Point annotation records
▶

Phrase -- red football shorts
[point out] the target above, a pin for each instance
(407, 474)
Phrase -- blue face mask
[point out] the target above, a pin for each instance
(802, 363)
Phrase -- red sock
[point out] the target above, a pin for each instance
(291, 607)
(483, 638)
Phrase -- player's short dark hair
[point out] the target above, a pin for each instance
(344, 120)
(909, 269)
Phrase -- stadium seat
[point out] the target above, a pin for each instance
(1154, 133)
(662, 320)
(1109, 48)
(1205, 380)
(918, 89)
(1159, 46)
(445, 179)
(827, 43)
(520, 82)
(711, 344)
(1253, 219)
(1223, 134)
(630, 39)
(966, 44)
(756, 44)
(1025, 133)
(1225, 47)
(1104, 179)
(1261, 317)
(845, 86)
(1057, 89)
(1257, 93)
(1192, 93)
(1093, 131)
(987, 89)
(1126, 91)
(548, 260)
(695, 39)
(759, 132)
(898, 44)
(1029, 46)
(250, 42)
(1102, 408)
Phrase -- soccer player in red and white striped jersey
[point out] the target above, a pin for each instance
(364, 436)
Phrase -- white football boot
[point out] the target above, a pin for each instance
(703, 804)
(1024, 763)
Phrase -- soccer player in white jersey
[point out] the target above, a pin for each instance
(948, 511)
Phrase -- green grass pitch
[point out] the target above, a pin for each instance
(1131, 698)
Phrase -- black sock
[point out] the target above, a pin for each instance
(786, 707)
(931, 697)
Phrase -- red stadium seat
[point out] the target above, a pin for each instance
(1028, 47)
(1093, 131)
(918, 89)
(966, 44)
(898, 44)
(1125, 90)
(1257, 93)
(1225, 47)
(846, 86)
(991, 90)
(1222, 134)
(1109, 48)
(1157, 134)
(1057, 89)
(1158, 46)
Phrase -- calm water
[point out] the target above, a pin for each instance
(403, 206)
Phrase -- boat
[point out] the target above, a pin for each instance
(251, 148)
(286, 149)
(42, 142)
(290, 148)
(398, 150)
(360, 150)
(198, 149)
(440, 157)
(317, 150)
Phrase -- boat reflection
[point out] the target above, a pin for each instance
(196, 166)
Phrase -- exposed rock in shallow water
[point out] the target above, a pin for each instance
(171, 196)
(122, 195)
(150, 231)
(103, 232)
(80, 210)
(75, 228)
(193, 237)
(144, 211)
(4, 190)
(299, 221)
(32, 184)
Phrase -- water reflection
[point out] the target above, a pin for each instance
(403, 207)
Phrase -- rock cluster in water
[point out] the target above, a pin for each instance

◀

Put every line of the records above into a numbered list, omitting any blank lines.

**FINAL RESULT**:
1. Phrase -- red football shorts
2. [point out] the target above, a pin for each instance
3. (407, 474)
4. Phrase -- blue face mask
5. [point out] the target above, a pin for each instance
6. (802, 363)
7. Phrase -- red sock
8. [point out] the target above, a pin for each instance
9. (291, 607)
10. (483, 638)
11. Phrase -- player's short dark hair
12. [point out] the target above, a pin for each instance
13. (344, 120)
14. (909, 269)
15. Phrase -- stadium seat
16. [point out] the target above, a pin for each instance
17. (1154, 133)
18. (662, 320)
19. (1109, 48)
20. (1205, 380)
21. (918, 89)
22. (1159, 46)
23. (445, 179)
24. (827, 43)
25. (520, 82)
26. (711, 344)
27. (1253, 219)
28. (1223, 134)
29. (630, 39)
30. (966, 44)
31. (756, 44)
32. (1025, 133)
33. (1225, 47)
34. (1104, 179)
35. (1261, 317)
36. (845, 86)
37. (1057, 89)
38. (1257, 93)
39. (1192, 93)
40. (1093, 131)
41. (987, 89)
42. (1126, 91)
43. (548, 260)
44. (695, 39)
45. (759, 132)
46. (898, 44)
47. (1029, 46)
48. (250, 42)
49. (1102, 408)
50. Phrase -- soccer player in red and white striped jersey
51. [point out] the target above, a pin for each instance
52. (364, 436)
53. Phrase -- white football boot
54. [point out] the target above, a pin for each instance
55. (703, 804)
56. (1024, 763)
57. Phrase -- soccer player in white jersey
58. [point out] the target above, a pin for each instance
59. (948, 511)
60. Phrase -- green grass pitch
61. [point out] the target above, a pin for each instance
62. (1131, 698)
63. Phrase -- black sock
64. [point out] the target above, a pin for each instance
65. (786, 707)
66. (931, 697)
67. Phrase -- red stadium seat
68. [point out] the target above, a pin for each instance
69. (1028, 47)
70. (1093, 131)
71. (918, 89)
72. (966, 44)
73. (898, 44)
74. (1125, 90)
75. (1257, 93)
76. (1225, 47)
77. (846, 86)
78. (991, 90)
79. (1222, 134)
80. (1109, 48)
81. (1157, 134)
82. (1057, 89)
83. (1158, 46)
84. Phrase -- calm water
85. [point out] the target above, a pin for each instance
86. (403, 206)
87. Phrase -- boat
88. [point out] the target above, a pin for each instance
89. (251, 148)
90. (286, 149)
91. (42, 142)
92. (290, 148)
93. (398, 150)
94. (360, 150)
95. (198, 149)
96. (440, 157)
97. (317, 150)
98. Phrase -- boat reflection
99. [point out] the target above, a pin for each instance
100. (196, 166)
101. Phrase -- exposed rock in shallow water
102. [point out] the target above, a pin for each instance
103. (171, 196)
104. (122, 195)
105. (150, 231)
106. (103, 232)
107. (80, 210)
108. (75, 228)
109. (193, 237)
110. (144, 211)
111. (4, 190)
112. (299, 221)
113. (32, 184)
114. Phrase -- water reflection
115. [point out] the target above, a pin for each instance
116. (403, 207)
117. Phrase -- rock cluster in water
118. [point out] the target above, a pin for each instance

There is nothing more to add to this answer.